[Annotated coordinate records]
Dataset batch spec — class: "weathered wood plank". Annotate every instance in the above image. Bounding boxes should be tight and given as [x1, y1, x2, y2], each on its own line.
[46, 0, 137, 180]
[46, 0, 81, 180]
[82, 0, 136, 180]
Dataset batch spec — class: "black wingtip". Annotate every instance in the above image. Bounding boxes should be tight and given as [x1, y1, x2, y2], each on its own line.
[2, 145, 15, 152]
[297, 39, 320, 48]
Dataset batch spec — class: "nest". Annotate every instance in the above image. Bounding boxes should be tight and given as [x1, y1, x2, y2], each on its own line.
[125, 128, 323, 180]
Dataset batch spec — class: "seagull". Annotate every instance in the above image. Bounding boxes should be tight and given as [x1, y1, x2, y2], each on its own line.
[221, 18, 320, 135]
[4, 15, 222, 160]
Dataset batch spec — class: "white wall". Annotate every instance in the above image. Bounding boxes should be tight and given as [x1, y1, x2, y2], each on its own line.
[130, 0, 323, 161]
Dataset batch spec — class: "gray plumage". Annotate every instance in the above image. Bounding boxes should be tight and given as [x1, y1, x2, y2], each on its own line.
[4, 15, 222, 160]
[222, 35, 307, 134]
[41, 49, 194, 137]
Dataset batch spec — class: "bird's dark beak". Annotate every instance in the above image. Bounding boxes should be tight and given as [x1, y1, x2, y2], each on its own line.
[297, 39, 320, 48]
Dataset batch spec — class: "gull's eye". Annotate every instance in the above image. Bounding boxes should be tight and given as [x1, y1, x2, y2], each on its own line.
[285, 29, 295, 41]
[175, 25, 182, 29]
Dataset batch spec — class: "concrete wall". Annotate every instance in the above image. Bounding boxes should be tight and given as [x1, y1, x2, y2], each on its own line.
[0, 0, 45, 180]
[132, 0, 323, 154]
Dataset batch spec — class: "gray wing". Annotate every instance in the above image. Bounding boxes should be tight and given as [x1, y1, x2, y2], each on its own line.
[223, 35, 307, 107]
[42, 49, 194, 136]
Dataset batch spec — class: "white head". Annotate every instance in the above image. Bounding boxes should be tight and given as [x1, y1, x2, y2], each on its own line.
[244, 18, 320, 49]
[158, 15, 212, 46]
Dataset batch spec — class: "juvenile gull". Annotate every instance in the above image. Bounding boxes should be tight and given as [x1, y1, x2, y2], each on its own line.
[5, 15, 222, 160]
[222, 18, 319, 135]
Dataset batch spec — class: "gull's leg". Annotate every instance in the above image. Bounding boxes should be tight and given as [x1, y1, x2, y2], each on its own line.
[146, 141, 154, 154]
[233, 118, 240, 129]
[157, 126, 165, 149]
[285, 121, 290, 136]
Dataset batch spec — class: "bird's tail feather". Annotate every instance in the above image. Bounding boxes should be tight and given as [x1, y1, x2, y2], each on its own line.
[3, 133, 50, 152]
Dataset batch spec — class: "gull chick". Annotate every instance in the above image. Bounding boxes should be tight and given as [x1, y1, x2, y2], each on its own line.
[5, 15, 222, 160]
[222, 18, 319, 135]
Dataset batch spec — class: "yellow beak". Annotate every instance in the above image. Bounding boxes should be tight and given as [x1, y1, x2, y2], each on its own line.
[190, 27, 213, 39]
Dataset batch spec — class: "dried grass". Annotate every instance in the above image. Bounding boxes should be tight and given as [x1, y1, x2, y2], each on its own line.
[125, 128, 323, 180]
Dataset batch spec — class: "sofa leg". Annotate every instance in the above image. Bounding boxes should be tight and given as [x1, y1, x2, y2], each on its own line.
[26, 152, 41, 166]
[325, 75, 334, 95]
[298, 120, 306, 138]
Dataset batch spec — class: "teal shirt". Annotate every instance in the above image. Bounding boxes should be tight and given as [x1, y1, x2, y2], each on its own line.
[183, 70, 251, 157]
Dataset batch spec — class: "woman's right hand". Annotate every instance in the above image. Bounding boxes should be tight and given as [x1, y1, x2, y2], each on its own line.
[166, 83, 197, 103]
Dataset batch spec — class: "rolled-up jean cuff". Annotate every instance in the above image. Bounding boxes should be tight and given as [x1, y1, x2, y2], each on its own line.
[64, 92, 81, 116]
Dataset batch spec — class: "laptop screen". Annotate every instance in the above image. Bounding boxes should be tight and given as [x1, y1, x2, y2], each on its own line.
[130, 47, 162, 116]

▶ [Brief]
Pick out each line in the entries above that contains the string "bird", and copy those lines. Case counts.

▶ [Result below]
Dataset batch spec — class: "bird's dark beak". Annotate every instance in the above image. Bounding boxes should be tight and given as [x1, y1, x2, y2], each on its own line.
Dataset batch spec — class: "bird's tail feather". Annotate every instance in the above image. Bounding boxes should be tight and given as [x1, y1, x2, y2], each on its own line.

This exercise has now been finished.